• GIVEN EXERCISE A:
In the movie review below, explain why Bal Gandharva left the Kirloskar Natak Company.

• EXCERPT:

Tuesday, 21 June 2011

Bal Gandharva

I watched Bal Gandharva this week-end.
It's a lovely movie - extravagantly mounted with no expenses spared. Much like the man who strove to appeal to the senses of his audience. Spraying expensive scents/perfume when they walked in to watch this musical plays, giving the ladies a reason to shop for expensive, rich and exquisite sarees, shalus and of course jewels. Who can forget the creative, imaginative and innovative props for Bal Gandharva's plays?
And, of course the music. Bal Gandharva alias Narayan Shripad Rajhauns is music.
All those who watched the movie knew this. In almost every Marathi household, the elders have to swear by Bal Gandharva. His plays enacted by the younger generation of actors still run housefull. Of course the elders and those who had the pleasure of hearing the original, pooh-pooh the attempt.
Therefore, when people like me who have been brought up in such households decide to watch the movie, can't help but be disappointed.
We have heard so much of Bal Gandharva - man and his music, but we know very little of Narayan Shripad Rajhauns who was given the title of Bal Gandharva by Lokmanya Tilak after listening to the small boy sing in Kesariwada in Pune.
There was a slide in Marathi and English about Bal Gandharva's origins - where he was born and other details. Unfortunately, it wasn't there on the screen for even half a minute. You blink and you miss it.
There are several factors and people who shaped Narayanrao's life - Deval Master, Shankarrao Kirloskar Gadkari Master (Ram Ganesh Gadkari) and Ganpatrao Bodas. In this movie, they are just caricatures.
Perhaps a voiceover in the beginning of the movie would have helped in identifying and relating with so many characters. Of course we can wiki and google or even read the literature on the man and his Gandharva Natak Mandali. But, when you are making a movie on a legend, who is still remembered, you can't compromise or crunch so many details in  2 hours.
However, the two moments from this film will always stay with me.
One is when Subodh Bhave in the title role of Bal Gandharva, makes an entry on the stage after an argument with Shankarrao Kirloskar (owner of Kirloskar Natak Company) over the mounting expenditure on the drapery and props. Dressed in white sari as opposed to his usual rich exquisite garments, Bal Gandharva mocks Shankarao, who is standing in the wings, with his his demeanour of an offended, wounded and stung lady. Incensed at this Shankarrao and Bal Gandharva have another argument which results in Bal Gandharva quitting the Kirloskar Natak Company to form his own troupe.
The second scene is when Bal Gandharva abruptly leaves the shooting of his first and only movie, Dharmatma, to sing to a crowd of peasants and pilgrims on a river bank. As the song nears its end, his voice reaches a crescendo and he turns towards the bank with his hands aloft as if seeking divine intervention.
Subodh Bhave as the legendary female impersonator of Marathi theatre and singer par excellence, is wonderful. Unfortunately, Vibhawari Deshpande as his wife has nothing new to offer. She has already performed similar roles in Harishchandrachi Factory and Natarang. In fact, the child who essayed the role of a young Bal Gandharva, was also seen in Harischandrachi Factory.
But, I would still say, go and watch the movie to have your own memories of Bal Gandharva.

• INFORMATION SHOWN:
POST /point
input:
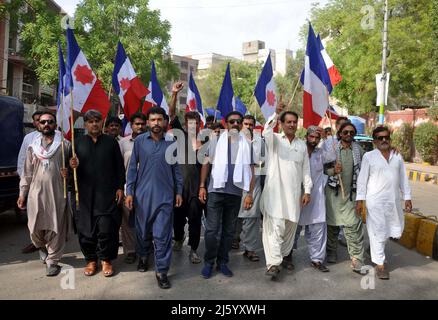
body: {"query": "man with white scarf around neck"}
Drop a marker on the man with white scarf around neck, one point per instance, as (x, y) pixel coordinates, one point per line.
(288, 170)
(42, 185)
(232, 172)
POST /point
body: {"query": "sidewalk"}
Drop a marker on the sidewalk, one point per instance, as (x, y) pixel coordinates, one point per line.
(421, 172)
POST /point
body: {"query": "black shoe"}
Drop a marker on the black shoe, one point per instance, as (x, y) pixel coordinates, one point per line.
(142, 264)
(52, 270)
(43, 254)
(319, 266)
(163, 281)
(130, 258)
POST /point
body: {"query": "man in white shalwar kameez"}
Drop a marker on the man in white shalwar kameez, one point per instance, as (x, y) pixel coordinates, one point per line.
(42, 184)
(313, 216)
(287, 171)
(383, 184)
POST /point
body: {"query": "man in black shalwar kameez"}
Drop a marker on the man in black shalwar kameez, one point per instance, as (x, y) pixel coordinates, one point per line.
(101, 178)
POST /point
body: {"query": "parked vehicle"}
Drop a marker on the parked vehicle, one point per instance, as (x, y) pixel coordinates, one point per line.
(11, 137)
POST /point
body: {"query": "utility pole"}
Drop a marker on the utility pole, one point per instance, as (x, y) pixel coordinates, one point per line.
(384, 71)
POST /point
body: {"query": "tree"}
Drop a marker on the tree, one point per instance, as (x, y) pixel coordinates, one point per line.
(39, 30)
(142, 32)
(287, 84)
(355, 45)
(98, 24)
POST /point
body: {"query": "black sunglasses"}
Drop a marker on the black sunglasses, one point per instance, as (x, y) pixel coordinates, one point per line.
(233, 121)
(47, 121)
(381, 138)
(351, 133)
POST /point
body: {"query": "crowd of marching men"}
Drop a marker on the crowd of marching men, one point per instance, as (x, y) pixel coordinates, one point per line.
(232, 177)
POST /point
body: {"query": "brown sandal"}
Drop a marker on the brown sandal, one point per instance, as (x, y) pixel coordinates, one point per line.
(107, 269)
(251, 256)
(91, 268)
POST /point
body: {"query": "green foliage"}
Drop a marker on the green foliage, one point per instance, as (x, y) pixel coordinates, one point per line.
(402, 141)
(142, 32)
(39, 31)
(99, 24)
(289, 83)
(426, 141)
(434, 14)
(433, 112)
(357, 51)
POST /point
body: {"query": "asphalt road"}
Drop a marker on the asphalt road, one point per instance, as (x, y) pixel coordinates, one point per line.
(22, 276)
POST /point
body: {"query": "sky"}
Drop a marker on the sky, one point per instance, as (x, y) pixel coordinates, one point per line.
(203, 26)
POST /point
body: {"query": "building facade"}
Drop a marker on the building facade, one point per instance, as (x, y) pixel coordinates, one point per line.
(17, 78)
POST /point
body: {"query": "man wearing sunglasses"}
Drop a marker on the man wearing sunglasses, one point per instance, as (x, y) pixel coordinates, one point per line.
(383, 184)
(340, 206)
(42, 184)
(232, 173)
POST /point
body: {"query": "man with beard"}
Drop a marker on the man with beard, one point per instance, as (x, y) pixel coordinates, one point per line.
(154, 186)
(28, 139)
(232, 173)
(313, 215)
(288, 171)
(188, 146)
(138, 126)
(340, 209)
(248, 223)
(42, 184)
(101, 178)
(381, 180)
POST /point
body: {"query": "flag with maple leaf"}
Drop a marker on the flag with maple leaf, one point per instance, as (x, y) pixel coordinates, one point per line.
(314, 78)
(126, 84)
(194, 102)
(62, 113)
(82, 85)
(265, 90)
(334, 75)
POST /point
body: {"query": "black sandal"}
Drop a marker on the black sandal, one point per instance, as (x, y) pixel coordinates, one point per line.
(251, 256)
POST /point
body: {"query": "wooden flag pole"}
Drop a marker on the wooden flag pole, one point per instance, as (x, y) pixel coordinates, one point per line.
(75, 175)
(329, 117)
(293, 94)
(62, 143)
(109, 98)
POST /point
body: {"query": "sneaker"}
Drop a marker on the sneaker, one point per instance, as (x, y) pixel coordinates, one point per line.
(177, 246)
(194, 257)
(43, 254)
(207, 271)
(273, 271)
(142, 264)
(358, 267)
(287, 263)
(319, 266)
(52, 270)
(332, 257)
(223, 268)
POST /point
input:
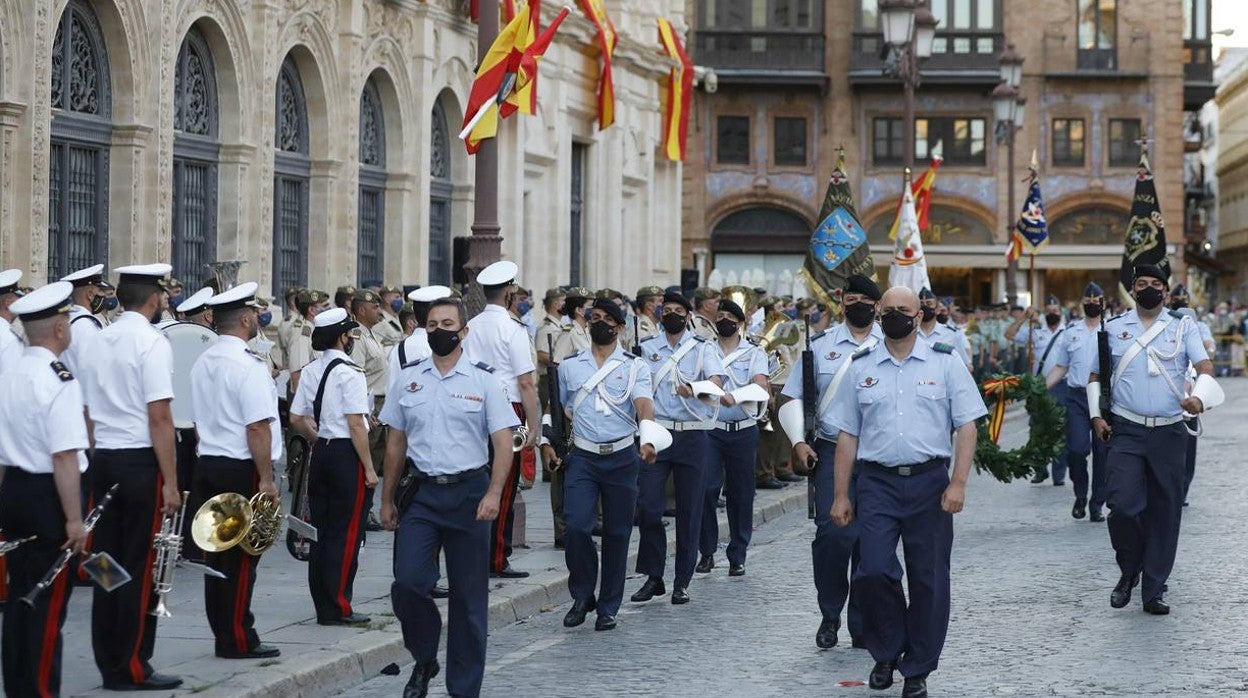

• GIVEN EXERCISE B:
Find each line in the records above that contains the word "maple", and copy it.

• COMPLETE ANSWER A:
After arguing with Shankarrao Kirloskar over the mounting spending on drapery and props, Bal Gandharva went on stage in a plain white sari and mocked Shankarrao, who stood in the wings, with the manner of an offended, wounded lady. Incensed, Shankarrao argued with him again, and that argument led Bal Gandharva to quit the company and form his own troupe.

• COMPLETE ANSWER B:
body: {"query": "flag with maple leaf"}
Drop a marker on the flag with maple leaf, one point per instance, as (x, y) pixel coordinates, one point per line.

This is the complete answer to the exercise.